▶ _EXERCICES À FAIRE_:
a) Dans le texte sur la distanciation, en quelle année le « cahier des charges » de la modélisation proposée a-t-il été dressé ?
b) Selon le texte sur la distanciation, pourquoi la soutenance suit-elle un fil directeur fort au lieu de prendre l'allure d'un catalogue des travaux ? Répondez en une à trois phrases.
c) Poursuivez le texte sur la distanciation après sa dernière phrase.

▶ _TEXTE PROPOSÉ_:
A priori, aucun fil directeur dans tous ces travaux, préscientifiques et scientifiques (pour reprendre les termes de mon CV), sinon, justement, cette volonté, très tôt manifestée, de théoriser, d'offrir un cadre interprétatif précis, utile et fonctionnel, certainement lié à ma formation initiale en mathématique et en physique. De la sorte, la présente soutenance aurait pu prendre l'allure d'un catalogue de mes travaux passés et présents pour essayer de dégager quelques pistes d'avenir. Mais comme le texte officiel m'y invitait (« Le dossier de candidature comprend soit un ou plusieurs ouvrages publiés ou dactylographiés, soit un dossier de travaux, accompagnés d'une synthèse de l'activité scientifique du candidat permettant de faire apparaître son expérience dans l'animation d'une recherche », Article 4 de l'Arrêté du 23/11/1988), j'ai préféré opter pour une seconde solution, plus en coïncidence avec mon propre fonctionnement mental, celle d'un fil directeur fort : celui de la théorie distanciatrice, ou du moins de l'apport du concept de distanciation, tel que je l'ai examiné ou construit depuis quelques années sur des champs de recherche a priori distincts ou lointains. Ce faisant, j'ai pris, librement, le risque de prêter le flanc à une critique radicale contre le concept lui-même, au moins pour ceux de mes lecteurs qui n'auraient pas été convaincus de son opérabilité, de sa fonctionnalité, bref de son utilité, mais aussi, et pour tous, de risquer encore un peu plus des reproches sur son "impérialisme" ou son côté systématique. J'assume donc ce double risque et je vais essayer, dans la présentation de mes travaux et dans mes réponses aux questions du jury, de montrer que la modélisation que je propose, et dont j'avais dressé le « cahier des charges » dès 1988, est vraiment « transportable », polyfonctionnelle, multi-opératoire, et que loin de stériliser la réflexion ou la recherche, elle offre au contraire un outil - juste un outil - de meilleur entendement, susceptible d'irriguer d'autres secteurs des sciences de l'information et de la communication, mais aussi peut-être, d'autres disciplines traitant de ce que qu'Abraham Moles, auquel je voudrais rendre hommage au cours de cette soutenance, nomma les sciences de l'imprécis dans son dernier ouvrage, paru en 1990.

▶ _DONNÉES_:
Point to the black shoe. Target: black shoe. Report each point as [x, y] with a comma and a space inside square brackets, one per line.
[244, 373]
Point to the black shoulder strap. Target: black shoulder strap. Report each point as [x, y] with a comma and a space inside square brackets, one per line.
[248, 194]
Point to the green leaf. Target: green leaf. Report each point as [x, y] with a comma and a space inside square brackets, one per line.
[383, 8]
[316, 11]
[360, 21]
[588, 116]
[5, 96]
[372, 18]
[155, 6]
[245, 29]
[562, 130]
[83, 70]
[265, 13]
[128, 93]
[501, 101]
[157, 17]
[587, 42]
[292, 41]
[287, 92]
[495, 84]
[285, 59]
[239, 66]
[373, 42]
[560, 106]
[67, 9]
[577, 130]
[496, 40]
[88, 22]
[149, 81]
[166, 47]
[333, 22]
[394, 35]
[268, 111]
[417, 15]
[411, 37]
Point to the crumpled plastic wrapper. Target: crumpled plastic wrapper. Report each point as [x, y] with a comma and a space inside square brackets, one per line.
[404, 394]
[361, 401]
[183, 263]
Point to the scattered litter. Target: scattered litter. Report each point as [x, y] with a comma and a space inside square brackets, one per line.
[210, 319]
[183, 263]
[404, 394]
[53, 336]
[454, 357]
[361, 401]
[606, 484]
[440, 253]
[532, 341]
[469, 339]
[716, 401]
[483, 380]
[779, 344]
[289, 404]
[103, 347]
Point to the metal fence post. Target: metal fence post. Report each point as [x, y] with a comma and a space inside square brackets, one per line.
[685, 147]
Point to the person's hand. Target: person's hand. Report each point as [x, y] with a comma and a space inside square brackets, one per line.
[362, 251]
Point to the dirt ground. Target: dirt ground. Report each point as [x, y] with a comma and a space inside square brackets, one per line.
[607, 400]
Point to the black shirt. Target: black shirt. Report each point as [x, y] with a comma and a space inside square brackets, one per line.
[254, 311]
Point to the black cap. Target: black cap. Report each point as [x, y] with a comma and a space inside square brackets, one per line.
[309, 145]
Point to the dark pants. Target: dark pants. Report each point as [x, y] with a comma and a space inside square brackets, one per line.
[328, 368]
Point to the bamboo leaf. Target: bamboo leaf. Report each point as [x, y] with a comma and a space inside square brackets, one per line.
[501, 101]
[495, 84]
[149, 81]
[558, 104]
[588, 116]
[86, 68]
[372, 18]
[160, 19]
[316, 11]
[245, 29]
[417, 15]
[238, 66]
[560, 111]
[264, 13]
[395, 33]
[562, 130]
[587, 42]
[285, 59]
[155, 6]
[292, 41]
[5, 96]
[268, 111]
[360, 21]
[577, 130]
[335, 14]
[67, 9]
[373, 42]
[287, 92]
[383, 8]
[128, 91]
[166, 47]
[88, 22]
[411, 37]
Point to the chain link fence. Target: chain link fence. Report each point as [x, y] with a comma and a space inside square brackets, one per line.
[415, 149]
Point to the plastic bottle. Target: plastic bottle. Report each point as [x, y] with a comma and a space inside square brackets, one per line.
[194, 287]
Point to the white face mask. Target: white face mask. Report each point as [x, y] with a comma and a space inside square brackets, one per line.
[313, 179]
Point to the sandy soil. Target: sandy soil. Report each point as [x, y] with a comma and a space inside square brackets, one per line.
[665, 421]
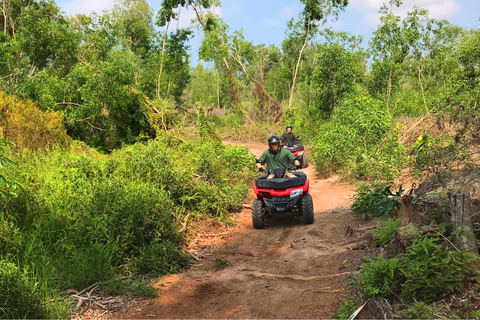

▶ _CORRIGÉ DES EXERCICES_:
a) En 1988.

b) Le texte officiel y invitait. L'article 4 de l'arrêté du 23/11/1988 demande une synthèse de l'activité scientifique qui fasse apparaître l'expérience dans l'animation d'une recherche. Cette solution correspond aussi davantage à son propre fonctionnement mental.

c)
De la théorisation

Je n'ai nullement la prétention ou même l'intention discrète d'ajouter mon nom à la liste - prestigieuse et longue - des scientifiques ou des penseurs qui ont fixé comme objectif absolu à toute démarche scientifique de produire des théories, fussent-elles locales, réduites, voire réductrices. Pour citer René Thom, je dirai que rien ne nous oblige à expliquer sans calculer (comme Descartes) ou à calculer sans expliquer (comme Newton)  , mais peut-être à combiner les deux pour tout simplement com-prendre (au sens étymologique, c'est-à-dire « prendre (de la connaissance) avec (l'autre) », et qu'une voie moyenne s'ouvre aux chercheurs en sciences douces, quitte à durcir leurs méthodes avec des techniques de réflexion empruntées aux sciences dures, pour injecter un peu de « calcul » dans un océan d'« explication ».

Il me semble que les communicologues doivent aussi durcir leur logos et montrer (se montrer ?) qu'ils sont capables d'offrir des cadres (les Frames de Minsky) interprétatifs du réel. La société ne cesse de s'interroger sur ses systèmes de communication, sur ses communicateurs, sur leurs défauts aux uns et aux autres - la liste des références à la distanciation ne cesse de croître   - et si elle se tourne vers ses scientifiques de la communication, que trouve-t-elle le plus souvent : des statistiques d'audience, des études économiques, des enquêtes de tendances, des aperçus socio-historiques, des bribes conceptuelles critiquant ou légitimant les systèmes politico-médiatiques en placeÉ alors qu'elle attendrait plutôt des outils interprétatifs, des concepts réellement opérationnels (au sens de Bridgman) permettant de mieux comprendre (expliquer/ calculer) la société d'hyper-communication dans laquelle nous sommes plongés. Après avoir pensé la communication, les communicologues pourraient peut-être imaginer des scénarios pour la changer.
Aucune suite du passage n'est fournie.